> CONSEGNA 1
Ricopia dal brano su Jeanne-Claude e Christo il pezzo che comincia con "Jeanne-Claude Denat de" e prosegue fino a "prima volta Jeanne-Claude." compreso.
> CONSEGNA 2
Rispondi a queste domande sul brano su Jeanne-Claude e Christo:
(a) In quali materie si laurea Jeanne-Claude a Tunisi?
(b) In che anno e in quale città si incontrano per la prima volta?
(c) Che cosa cerca la madre di Jeanne-Claude quando invita Christo a casa sua?

> TESTO ESTRATTO
'''

Jeanne-Claude Denat de Guillebon si trasferisce a Tunisi con la madre, che nel frattempo si è risposata. Qui si laurea in latino e filosofia. È una ragazza con gli occhi chiari e una cascata di capelli ramati.
Parigi 1958. L’anno e il luogo del loro primo incontro.
La madre di Jeanne-Claude sta cercando una persona che le faccia un ritratto. Ha sentito parlare di un giovane artista di origini bulgare molto bravo che si chiama Christo e lo invita a casa sua. Qui lui incontra per la prima volta Jeanne-Claude.
Lei ridacchia nell’altra stanza insieme alle amiche. Fanno commenti su questo giovane artista dalle dita molto lunghe mentre sua madre lo trova affascinante e dice loro: «Care ragazze, si vede che non capite niente di uomini!».
Bastano poche altre sessioni per il ritratto e Jeanne-Claude inizia a sentirsi molto attratta da lui ma lo tiene a distanza, quasi come a volersi proteggere da qualcosa di molto travolgente e non previsto.

'''

> DATI REGISTRATI
'''

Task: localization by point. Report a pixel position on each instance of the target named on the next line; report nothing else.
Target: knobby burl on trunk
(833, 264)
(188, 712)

'''

> LA TUA SOLUZIONE 1
Jeanne-Claude Denat de Guillebon si trasferisce a Tunisi con la madre, che nel frattempo si è risposata. Qui si laurea in latino e filosofia. È una ragazza con gli occhi chiari e una cascata di capelli ramati.
Parigi 1958. L’anno e il luogo del loro primo incontro.
La madre di Jeanne-Claude sta cercando una persona che le faccia un ritratto. Ha sentito parlare di un giovane artista di origini bulgare molto bravo che si chiama Christo e lo invita a casa sua. Qui lui incontra per la prima volta Jeanne-Claude.

> LA TUA SOLUZIONE 2
(a) In latino e filosofia.
(b) Nel 1958, a Parigi.
(c) Una persona che le faccia un ritratto.